=== Request ===
Output all the rows below as a Markdown table with a Number column and a Line column, one line per table row. Skip blank lines and leave the pictures out.
....
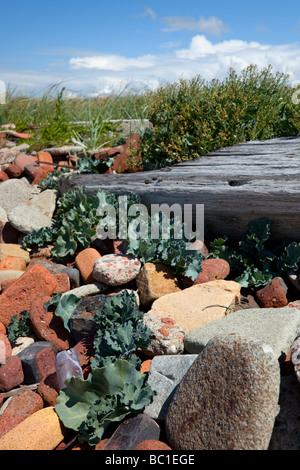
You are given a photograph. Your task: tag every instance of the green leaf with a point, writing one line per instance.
(289, 260)
(65, 306)
(19, 326)
(109, 394)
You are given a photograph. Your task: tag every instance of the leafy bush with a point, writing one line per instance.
(108, 395)
(19, 326)
(120, 330)
(253, 262)
(193, 117)
(75, 224)
(115, 387)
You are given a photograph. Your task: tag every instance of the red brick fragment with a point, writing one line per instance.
(63, 283)
(36, 282)
(19, 408)
(13, 171)
(11, 374)
(46, 325)
(152, 444)
(3, 176)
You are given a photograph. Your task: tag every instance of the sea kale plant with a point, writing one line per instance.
(75, 228)
(254, 261)
(115, 386)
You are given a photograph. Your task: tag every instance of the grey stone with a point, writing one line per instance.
(55, 268)
(228, 399)
(82, 323)
(166, 338)
(286, 432)
(274, 326)
(32, 373)
(132, 432)
(89, 289)
(12, 193)
(164, 376)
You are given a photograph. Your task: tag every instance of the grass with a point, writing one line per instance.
(190, 117)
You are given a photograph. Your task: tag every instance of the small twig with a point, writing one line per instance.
(16, 391)
(243, 301)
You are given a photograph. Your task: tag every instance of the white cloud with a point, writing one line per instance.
(149, 12)
(105, 73)
(201, 47)
(112, 62)
(211, 25)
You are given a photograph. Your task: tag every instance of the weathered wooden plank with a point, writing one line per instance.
(236, 185)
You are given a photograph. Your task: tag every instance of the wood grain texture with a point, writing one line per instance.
(236, 185)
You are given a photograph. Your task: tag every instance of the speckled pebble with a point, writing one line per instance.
(116, 269)
(166, 338)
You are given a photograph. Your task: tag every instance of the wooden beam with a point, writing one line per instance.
(236, 185)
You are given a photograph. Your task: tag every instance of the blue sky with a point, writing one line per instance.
(98, 47)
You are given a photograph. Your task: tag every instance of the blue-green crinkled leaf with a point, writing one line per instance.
(109, 394)
(65, 306)
(289, 260)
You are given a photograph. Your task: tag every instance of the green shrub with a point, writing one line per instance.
(193, 117)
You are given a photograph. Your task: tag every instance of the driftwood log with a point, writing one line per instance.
(236, 184)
....
=== The result ===
| Number | Line |
|---|---|
| 1 | You are given a photograph. Your task: tag every instance of the green leaf with a point, writing one line per instance. |
| 2 | (289, 260) |
| 3 | (65, 306) |
| 4 | (19, 326) |
| 5 | (109, 394) |
| 6 | You are given a photograph. Your task: tag every instance of the leafy bush with a point, writing one line per instance. |
| 7 | (108, 395) |
| 8 | (19, 326) |
| 9 | (120, 330) |
| 10 | (253, 262) |
| 11 | (193, 117) |
| 12 | (75, 224) |
| 13 | (115, 387) |
| 14 | You are given a photograph. Your task: tag every instance of the red brick fragment with a point, writing one line per instance. |
| 15 | (63, 283) |
| 16 | (36, 282) |
| 17 | (19, 408) |
| 18 | (13, 171) |
| 19 | (11, 374) |
| 20 | (46, 325) |
| 21 | (152, 444) |
| 22 | (3, 176) |
| 23 | You are given a photograph. Your task: tag every instance of the sea kale plant with a point, writing one line per instance. |
| 24 | (75, 228) |
| 25 | (254, 261) |
| 26 | (115, 386) |
| 27 | You are given a photograph. Your task: tag every instance of the grey stone with a point, writing one line per instance. |
| 28 | (55, 268) |
| 29 | (228, 399) |
| 30 | (82, 323) |
| 31 | (166, 338) |
| 32 | (286, 432) |
| 33 | (274, 326) |
| 34 | (32, 373) |
| 35 | (132, 432) |
| 36 | (89, 289) |
| 37 | (12, 193) |
| 38 | (164, 376) |
| 39 | You are given a photograph. Your task: tag every instance of the grass with a point, writing one line per instance. |
| 40 | (190, 117) |
| 41 | You are given a photograph. Your task: tag every instance of the small twig with a point, writing one line per instance. |
| 42 | (16, 391) |
| 43 | (243, 301) |
| 44 | You are given a photograph. Your task: tag every instance of the white cloud with a point, writing one line per instance. |
| 45 | (149, 12) |
| 46 | (105, 73) |
| 47 | (201, 47) |
| 48 | (112, 62) |
| 49 | (211, 25) |
| 50 | You are given a photograph. Your task: tag every instance of the weathered wooden plank with a point, writing one line per instance. |
| 51 | (236, 185) |
| 52 | You are given a photograph. Your task: tag every instance of the wood grain texture with a point, writing one line per instance. |
| 53 | (236, 185) |
| 54 | You are given a photograph. Your task: tag every instance of the speckled pebble with a point, writing one line per instance. |
| 55 | (116, 269) |
| 56 | (166, 338) |
| 57 | You are given a photograph. Your task: tag every instance of the wooden beam with a point, writing one line per instance. |
| 58 | (236, 185) |
| 59 | You are given a photograph. Your task: tag every instance of the blue sky with a point, writing one line per instance. |
| 60 | (98, 47) |
| 61 | You are given a photograph. Your task: tag every instance of the blue-green crinkled leaf with a point, writing one line per instance. |
| 62 | (109, 394) |
| 63 | (65, 306) |
| 64 | (289, 260) |
| 65 | You are given a photograph. Your task: tag every instance of the green shrub with a point, writing one line per instance. |
| 66 | (193, 117) |
| 67 | You are given a photograph. Your task: tag every instance of the driftwood log with a point, writing one line per instance. |
| 68 | (236, 184) |